→ Data shown
____
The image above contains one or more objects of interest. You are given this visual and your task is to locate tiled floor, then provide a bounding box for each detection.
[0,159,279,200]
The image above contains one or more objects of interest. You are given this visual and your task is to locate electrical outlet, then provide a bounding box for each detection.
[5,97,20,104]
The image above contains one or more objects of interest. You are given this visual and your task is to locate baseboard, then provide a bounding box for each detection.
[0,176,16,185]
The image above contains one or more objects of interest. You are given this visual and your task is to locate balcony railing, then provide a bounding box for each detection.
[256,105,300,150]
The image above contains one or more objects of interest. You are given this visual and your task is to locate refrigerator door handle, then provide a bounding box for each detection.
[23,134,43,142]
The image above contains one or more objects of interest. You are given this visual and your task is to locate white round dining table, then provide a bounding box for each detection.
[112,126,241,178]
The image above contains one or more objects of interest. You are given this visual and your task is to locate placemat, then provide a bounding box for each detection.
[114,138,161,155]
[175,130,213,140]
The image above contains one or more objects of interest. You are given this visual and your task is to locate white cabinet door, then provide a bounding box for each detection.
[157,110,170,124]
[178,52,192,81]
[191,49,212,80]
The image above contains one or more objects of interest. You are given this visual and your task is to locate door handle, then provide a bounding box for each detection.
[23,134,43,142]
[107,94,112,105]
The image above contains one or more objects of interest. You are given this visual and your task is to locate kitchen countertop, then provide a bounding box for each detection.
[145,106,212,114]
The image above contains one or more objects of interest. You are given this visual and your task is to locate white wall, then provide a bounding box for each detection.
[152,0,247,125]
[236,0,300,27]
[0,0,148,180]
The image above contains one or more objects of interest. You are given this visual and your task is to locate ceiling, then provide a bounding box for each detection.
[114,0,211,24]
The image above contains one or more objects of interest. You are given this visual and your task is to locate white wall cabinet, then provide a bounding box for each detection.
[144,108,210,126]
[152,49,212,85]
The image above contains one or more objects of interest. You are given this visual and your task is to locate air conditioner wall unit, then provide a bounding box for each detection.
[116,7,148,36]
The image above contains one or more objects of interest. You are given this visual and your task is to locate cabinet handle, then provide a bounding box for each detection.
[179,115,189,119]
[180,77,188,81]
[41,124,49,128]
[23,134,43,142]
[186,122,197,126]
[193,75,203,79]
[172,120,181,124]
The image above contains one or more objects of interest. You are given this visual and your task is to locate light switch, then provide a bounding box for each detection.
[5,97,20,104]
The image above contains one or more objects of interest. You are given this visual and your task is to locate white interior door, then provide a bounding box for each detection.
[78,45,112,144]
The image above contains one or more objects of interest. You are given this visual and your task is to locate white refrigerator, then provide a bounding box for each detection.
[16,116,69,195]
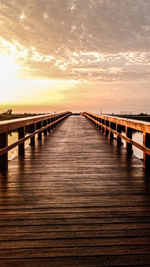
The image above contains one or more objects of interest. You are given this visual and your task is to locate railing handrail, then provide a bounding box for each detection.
[83,112,150,133]
[82,112,150,168]
[0,111,72,171]
[0,111,69,133]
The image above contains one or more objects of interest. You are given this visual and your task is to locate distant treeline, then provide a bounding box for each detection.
[112,113,150,122]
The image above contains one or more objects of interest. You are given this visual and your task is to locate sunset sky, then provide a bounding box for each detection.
[0,0,150,113]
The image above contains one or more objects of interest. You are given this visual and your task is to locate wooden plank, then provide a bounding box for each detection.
[0,116,150,267]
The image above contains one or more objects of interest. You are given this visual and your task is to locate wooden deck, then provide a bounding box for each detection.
[0,116,150,267]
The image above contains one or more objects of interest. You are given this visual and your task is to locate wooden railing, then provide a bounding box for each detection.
[0,111,72,172]
[82,112,150,169]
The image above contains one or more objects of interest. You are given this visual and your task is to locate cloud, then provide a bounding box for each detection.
[0,0,150,111]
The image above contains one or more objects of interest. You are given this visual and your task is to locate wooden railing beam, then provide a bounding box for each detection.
[82,112,150,169]
[0,133,8,172]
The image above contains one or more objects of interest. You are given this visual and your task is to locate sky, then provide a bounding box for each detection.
[0,0,150,113]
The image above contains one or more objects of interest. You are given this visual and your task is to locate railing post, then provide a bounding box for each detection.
[47,119,51,133]
[99,118,102,130]
[18,127,25,156]
[117,124,122,146]
[143,132,150,169]
[102,119,105,133]
[0,133,8,172]
[37,121,42,140]
[126,127,133,154]
[109,122,114,140]
[30,124,36,146]
[106,120,109,135]
[43,120,47,136]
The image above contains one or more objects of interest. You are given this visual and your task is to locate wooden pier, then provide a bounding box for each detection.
[0,113,150,267]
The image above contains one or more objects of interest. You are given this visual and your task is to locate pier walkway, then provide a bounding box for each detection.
[0,116,150,267]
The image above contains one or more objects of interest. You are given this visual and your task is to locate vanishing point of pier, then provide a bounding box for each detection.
[0,112,150,267]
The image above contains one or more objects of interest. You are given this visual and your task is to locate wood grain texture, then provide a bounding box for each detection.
[0,116,150,267]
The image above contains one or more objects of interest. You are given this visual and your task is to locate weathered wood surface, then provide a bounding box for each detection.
[0,116,150,267]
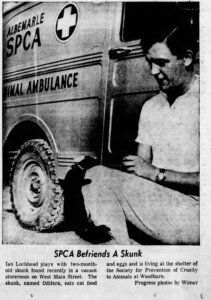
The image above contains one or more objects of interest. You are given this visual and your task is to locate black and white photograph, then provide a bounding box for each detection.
[2,1,200,246]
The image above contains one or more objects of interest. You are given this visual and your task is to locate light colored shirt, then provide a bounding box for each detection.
[136,76,199,172]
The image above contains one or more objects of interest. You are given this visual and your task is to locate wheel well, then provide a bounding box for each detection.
[3,121,49,184]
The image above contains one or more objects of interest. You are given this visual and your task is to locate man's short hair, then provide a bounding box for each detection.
[141,24,199,58]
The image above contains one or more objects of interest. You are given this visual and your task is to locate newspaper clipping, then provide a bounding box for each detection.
[0,1,211,300]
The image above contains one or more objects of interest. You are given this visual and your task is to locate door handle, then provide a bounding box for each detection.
[109,47,132,59]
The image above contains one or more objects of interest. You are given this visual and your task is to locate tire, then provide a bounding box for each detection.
[11,139,64,231]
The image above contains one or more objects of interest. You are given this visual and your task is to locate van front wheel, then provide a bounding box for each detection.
[11,139,64,231]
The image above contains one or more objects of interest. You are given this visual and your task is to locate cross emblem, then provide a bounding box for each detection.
[56,4,78,41]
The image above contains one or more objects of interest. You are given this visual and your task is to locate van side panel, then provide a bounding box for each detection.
[3,2,115,177]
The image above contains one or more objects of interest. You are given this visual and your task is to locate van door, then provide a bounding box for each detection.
[104,1,199,167]
[104,3,158,168]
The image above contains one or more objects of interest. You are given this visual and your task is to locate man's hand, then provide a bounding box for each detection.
[123,155,157,181]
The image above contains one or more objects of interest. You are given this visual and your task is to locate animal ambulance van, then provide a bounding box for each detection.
[3,2,198,231]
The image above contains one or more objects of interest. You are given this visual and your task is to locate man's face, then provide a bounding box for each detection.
[146,43,187,93]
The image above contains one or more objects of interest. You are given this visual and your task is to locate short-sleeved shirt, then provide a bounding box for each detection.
[136,76,199,172]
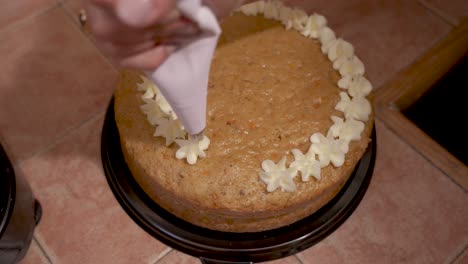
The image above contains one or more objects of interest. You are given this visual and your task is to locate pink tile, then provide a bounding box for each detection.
[18,115,167,264]
[289,0,450,88]
[19,237,50,264]
[63,0,84,25]
[298,122,468,263]
[0,8,117,159]
[0,0,58,30]
[421,0,468,23]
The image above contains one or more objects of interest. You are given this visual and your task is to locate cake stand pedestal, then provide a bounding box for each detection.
[101,98,376,264]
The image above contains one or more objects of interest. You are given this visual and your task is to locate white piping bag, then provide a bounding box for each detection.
____
→ What the task asks
Find every line in the entries above that contains the word "pier", and copy each one. Case counts.

→ Full output
The image above contains one or more objects of interest. You are given this visual and your task is to locate wooden pier, then provide a bounding box for each detection.
The image above contains one or more objects of interest. You are given this visual and your task is to locate pier walkway, then provide a bounding box for each detection.
The image above contains one or more objects of interest. You are given this visual and your task is to locate vanishing point of pier, then provide a bounding box for each detection.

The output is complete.